◆ PASSAGE PROVIDED ◆
/ HAS MAGAZINE
The Dataflow Paradigm, Dataism and the Myth of Singularity
Marc-Williams Debono
Neuroscientist, poet and essayist
Digitalizationhas allowed for the existence of digital memory. A fear of our future includes concerns about the development of data processing, its storage and retrieval. Human memory and Artificial Intelligence are different. A careful observation of the nature of this difference provides hope for a long future of the particularity of human thinking.

Cognitive Determinism and Free Will in the Age of Big Data

Marc-Williams Debono, Epistemological cages

After thousands of years spent in the church of transcribed knowledge (oral and later written traditions) we are now, in the Anthropocene, witnessing the rise of instantaneous, all-encompassing data processing, and with it a revolution in intelligence. The memory of the brain has evolved little since the beginning of mankind, yet humans have never ceased playing the sorcerer’s apprentice, evolving at high speed from a species of hunter-gatherers to one of engineers. This postindustrial biotechnological phase has, however, surreptitiously, and for the first time in the history of mankind, effected radical changes in human behaviour. Indeed, biochips, NBICs and powerful GAFA1-exploited algorithms currently permeate every key sector of society (finance, healthcare, transportation, services, military), and are surpassing (or replacing) humans in an increasing number of tasks and positions, while the proponents of transhumanism simultaneously posit the post-biological future.2

Is this to say that most human ambitions or trades are going to become obsolete due to the increasing sophistication of machines, or that Artificial Intelligences (AIs) are bound to rule the planet? Or that DNA data storage, neural networks, and AI will eventually replace the encyclopaedia of human memory that has taken millennia to develop?3 In other words, could Dataism—having either insidiously or overtly established itself through the Internet of Things and computer-assisted tasks—have unforeseeable consequences to the fate of mankind were it to escape our control? How, then, may we retain control? Which aspects should we reject, and which should we invite into our inescapable relationship to technical objects? Coevolution and the digital era in full swing? Digital humanities? The fight would be a futile one, particularly if we consider, like Ganascia4, the myth of technological singularity as a decoy promoted by our cybersocieties, decidedly set on exploiting Big Data for mercantile purposes, even if it means crediting AI with powers it does not have.

◆ DATA ◆
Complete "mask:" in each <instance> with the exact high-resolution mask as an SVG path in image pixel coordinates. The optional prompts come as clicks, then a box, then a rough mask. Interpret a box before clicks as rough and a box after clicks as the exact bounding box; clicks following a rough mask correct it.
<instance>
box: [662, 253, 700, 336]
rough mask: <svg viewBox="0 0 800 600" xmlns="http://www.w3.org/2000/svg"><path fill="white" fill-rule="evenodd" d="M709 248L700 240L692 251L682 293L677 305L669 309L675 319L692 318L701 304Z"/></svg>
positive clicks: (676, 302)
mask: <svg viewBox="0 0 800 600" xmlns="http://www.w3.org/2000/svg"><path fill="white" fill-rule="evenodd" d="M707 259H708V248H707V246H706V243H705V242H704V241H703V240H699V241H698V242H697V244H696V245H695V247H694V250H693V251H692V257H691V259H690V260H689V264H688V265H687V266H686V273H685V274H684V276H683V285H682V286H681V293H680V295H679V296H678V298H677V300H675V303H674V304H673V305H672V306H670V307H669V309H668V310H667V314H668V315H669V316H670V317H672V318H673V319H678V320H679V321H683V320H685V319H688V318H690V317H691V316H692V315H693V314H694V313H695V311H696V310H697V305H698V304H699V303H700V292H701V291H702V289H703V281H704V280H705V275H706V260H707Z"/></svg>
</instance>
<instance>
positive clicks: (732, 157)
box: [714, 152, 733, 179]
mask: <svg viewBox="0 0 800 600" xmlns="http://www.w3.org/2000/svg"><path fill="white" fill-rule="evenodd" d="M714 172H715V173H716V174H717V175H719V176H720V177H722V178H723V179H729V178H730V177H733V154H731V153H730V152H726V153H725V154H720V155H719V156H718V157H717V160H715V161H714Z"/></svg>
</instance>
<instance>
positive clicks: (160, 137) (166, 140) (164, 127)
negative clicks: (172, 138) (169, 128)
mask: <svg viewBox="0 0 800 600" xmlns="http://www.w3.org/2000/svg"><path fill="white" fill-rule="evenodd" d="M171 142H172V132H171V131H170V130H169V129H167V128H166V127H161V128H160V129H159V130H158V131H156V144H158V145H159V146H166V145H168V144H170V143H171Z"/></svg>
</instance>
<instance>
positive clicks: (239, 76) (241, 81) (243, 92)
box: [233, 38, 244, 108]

◆ QUESTIONS ON THE MATERIAL ◆
1 - List the key sectors of society that, according to the essay on dataism and the myth of singularity, are permeated by biochips, NBICs and algorithms.
2 - Continue the essay on dataism and the myth of singularity, picking up after its last sentence.

◆ TASK ANSWERS ◆
1 - Finance, healthcare, transportation, services, military

2 -
Beyond the vain opposition between Man and the Simondonian technical object,5 there still remains the matter of undeniable mutations occurring within our relationship to the now digitalized world, and the meaning of the memory of Life6 whose specificities (structural invariables, consciousness, intention, memory, creativity) and plasticity (our infinite capacity for imagination and interculturality) remain a priori out of the reach of machines.7

The Dataflow Paradigm

If there is one fact we can agree upon, it is that we have fully entered a new standard, characterized by dataflows and digital turbulences, which impacts everything from the stock market to the biosphere but struggles to identify the ethical implications of the transformations it has initiated. This unprecedented situation has placed garnered (bio-evolutionistic) memory and algorithmic memory face to face, bringing about speculation surrounding the finiteness and prosthetization—or cyborgization—of the human species but, more importantly, sparking new attitudes towards Dataism and the augmented or enhanced memory systems evolving all around us—in other words, our new genome. Whereas, although triggering a certain degree of fear and fascination, cyborgs and the postbiological world have prompted relatively little mobilization, while the Dataist movement—which views the universe as a constant flow of data, filled with meaning-full streams, waiting to be decrypted—is irreversibly underway.

Historian Yuval Noah Harari assimilates Dataism to the religion of data and to the scientific revolution of the 21st century,8 a revolution made up of consecutive digital disruptions and the mass production of biochemical algorithms which can be analyzed in terms of the probability of action, chances of survival, and level of information. Controlled by the Tech Giants, the age of Big Data has already had tangible effects on the populations and deciders of the world, the former being essentially passive vectors or addicted users and the latter duly informed commanders. Both, however, remain heavily dependent upon and even manipulated by the masters of AI and digital sciences—who, since the rise of cybernetics, have been developing increasingly autonomous softwares and machines while remaining virtually impervious to the potential risks of unchecked robotics or intelligence. Thus the question arises in relation to all computer-assisted signal processing, from our daily use of e-readers or iPhones to androids, drones, or military strategies based on autonomous lethal weapons.

The age of Big Data also raises concerns regarding our now connected brains and how they compose an expanded form of cognition in which external, remote organs could potentially become uncontrollable, creating virtual object-worlds (the Internet being the earlier manifestation, the quantum computer being the future one) which could stray from their initial purpose and pose a threat to humanity. This is where safeguards (deep learning, non-monotonic and deontic logics)9 based on including human ethics in all decision-making processes come in. Another example of this is Asimov’s initial three laws of robotics,10 now expanded to five by Andra Keay, head of Silicon Valley Robotics11 and the Human Brain Project.12  Red flags have equally been raised by a number of philosophers, ethicists, and sociologists, calling for resistance in the face of proliferating smart objects and this new, cryp-to-commodifiable, potentially viral dataflow paradigm.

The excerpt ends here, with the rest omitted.